── Text extract ──
It is being called a comedy-drama, but it’s more like a comedy-drama-about-depression-and-rage-that-is-dark-and-delicious.
The six-part series Flowers aired on Channel 4 in the United Kingdom last month. The channel released an episode every day of the week – ensuring that the strange encounters with the Flowers are sustained throughout.
Flowers seems to have been conceived by a five-way union between Wes Anderson’s aesthetics, Tim Burton’s saturated hues, Edward Gorey’s love of the macabre, The dysfunctionality of Arrested Development, and Roald Dahl’s peculiar imagination. Created by BAFTA-nominated writer and director Will Sharpe, Flowers is a dark and disturbing vignette into the lives of Maurice and Deborah Flowers. Maurice (Julian Barratt), a formerly famous author of the children’s series Grubbs, is suicidal. His music teacher wife Deborah (Olivia Colman) is desperate to be happy and make things work for her family. They are parents to 25-year-old twins. Donald (Daniel Rigby) is the inventor of disastrous contraptions such as the fumigating fondue machine, and Amy (Sophia Di Martino) is an eccentric artist who composes dark piano melodies and miserable poetry. The twins hate each other, but are both in love with their beautiful neighbour, Abigail (Georgina Campbell).
───
── Data extract ──
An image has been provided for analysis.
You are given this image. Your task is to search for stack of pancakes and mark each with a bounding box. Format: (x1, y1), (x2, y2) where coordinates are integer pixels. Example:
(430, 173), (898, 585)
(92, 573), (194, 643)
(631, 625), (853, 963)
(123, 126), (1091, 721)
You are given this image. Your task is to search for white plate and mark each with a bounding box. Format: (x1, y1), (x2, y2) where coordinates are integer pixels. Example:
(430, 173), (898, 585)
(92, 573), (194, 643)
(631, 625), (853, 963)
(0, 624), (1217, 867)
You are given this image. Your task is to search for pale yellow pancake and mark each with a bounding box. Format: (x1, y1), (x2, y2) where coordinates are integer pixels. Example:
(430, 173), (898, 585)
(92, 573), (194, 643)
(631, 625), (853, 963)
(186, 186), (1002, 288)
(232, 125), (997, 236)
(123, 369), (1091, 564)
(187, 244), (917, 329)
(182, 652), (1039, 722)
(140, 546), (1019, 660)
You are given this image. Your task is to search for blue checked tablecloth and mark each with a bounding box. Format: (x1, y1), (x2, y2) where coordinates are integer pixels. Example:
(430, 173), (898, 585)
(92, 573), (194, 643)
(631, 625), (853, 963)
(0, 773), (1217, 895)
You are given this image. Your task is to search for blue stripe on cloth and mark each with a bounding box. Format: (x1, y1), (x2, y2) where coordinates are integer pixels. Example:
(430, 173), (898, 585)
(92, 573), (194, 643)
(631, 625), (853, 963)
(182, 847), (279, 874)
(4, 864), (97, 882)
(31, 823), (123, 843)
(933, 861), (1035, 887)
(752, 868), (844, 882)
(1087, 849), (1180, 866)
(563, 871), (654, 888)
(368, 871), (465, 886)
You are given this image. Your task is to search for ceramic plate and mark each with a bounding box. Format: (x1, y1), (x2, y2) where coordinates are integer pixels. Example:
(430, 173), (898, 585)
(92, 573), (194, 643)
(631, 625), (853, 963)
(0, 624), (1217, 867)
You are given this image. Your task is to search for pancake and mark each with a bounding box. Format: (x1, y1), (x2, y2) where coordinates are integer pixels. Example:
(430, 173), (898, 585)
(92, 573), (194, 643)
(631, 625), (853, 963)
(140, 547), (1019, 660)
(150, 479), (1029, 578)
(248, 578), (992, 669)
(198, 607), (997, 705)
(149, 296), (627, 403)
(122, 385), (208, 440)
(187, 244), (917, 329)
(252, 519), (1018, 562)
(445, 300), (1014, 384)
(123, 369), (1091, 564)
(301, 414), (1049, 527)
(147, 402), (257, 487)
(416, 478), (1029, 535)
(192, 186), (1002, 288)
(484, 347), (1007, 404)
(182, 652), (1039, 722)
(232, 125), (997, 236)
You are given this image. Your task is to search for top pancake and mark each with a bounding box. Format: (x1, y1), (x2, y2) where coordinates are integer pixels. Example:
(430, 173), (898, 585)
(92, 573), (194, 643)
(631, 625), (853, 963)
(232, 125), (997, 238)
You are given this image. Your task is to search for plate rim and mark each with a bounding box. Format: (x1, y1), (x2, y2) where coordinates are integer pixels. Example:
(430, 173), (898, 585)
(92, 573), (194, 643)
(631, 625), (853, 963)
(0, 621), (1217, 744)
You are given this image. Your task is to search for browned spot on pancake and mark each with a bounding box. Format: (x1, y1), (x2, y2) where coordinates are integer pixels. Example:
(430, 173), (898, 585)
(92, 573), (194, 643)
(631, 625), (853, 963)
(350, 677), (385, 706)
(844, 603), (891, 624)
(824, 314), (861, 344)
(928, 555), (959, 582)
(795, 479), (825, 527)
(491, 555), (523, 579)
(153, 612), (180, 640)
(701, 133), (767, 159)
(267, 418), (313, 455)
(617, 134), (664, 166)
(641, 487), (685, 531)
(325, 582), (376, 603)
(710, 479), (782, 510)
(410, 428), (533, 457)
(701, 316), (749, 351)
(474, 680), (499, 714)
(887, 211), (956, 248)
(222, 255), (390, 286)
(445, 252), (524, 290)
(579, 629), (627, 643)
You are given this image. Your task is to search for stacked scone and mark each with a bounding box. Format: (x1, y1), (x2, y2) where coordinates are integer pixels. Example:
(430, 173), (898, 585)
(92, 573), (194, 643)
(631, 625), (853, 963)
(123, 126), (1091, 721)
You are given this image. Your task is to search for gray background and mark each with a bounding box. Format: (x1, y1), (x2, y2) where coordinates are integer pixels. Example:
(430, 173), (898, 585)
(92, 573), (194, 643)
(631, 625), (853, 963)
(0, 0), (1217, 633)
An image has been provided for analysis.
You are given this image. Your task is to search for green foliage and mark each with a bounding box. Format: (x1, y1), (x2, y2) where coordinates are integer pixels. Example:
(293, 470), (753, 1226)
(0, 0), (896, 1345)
───
▸ Objectives
A - How would you render this sentence from the review of Flowers in Spanish: "The twins hate each other, but are both in love with their beautiful neighbour, Abigail (Georgina Campbell)."?
B - Could you write the next part of the review of Flowers, picking up after its last sentence?

▸ Final results
A - Los mellizos se odian, pero ambos están enamorados de su hermosa vecina, Abigail (Georgina Campbell).

B -
The Flowers live in a crumbling house in the English countryside at an undisclosed location and in an undisclosed era. The family includes a silent grandmother who breezes around in the background, and Shun (Sharpe), the Japanese illustrator of Maurice’s grim rhymes for children. Shun upholds many racist stereotypes as the friendly Oriental who speaks in heavily accented English and is too simple, too happy and too wise. But he is also the only bright spot of sunshine in the winter of the Flower family’s discontent.
The show starts on the day of their anniversary. This morning, Maurice tries to hang himself by a tree, but the branch snaps, leaving Maurice with another day under the dark cloud that is his hollow depression. He tells no one. Desperate to help, Deborah gets him a book called How to Be Happy. He brings her nothing.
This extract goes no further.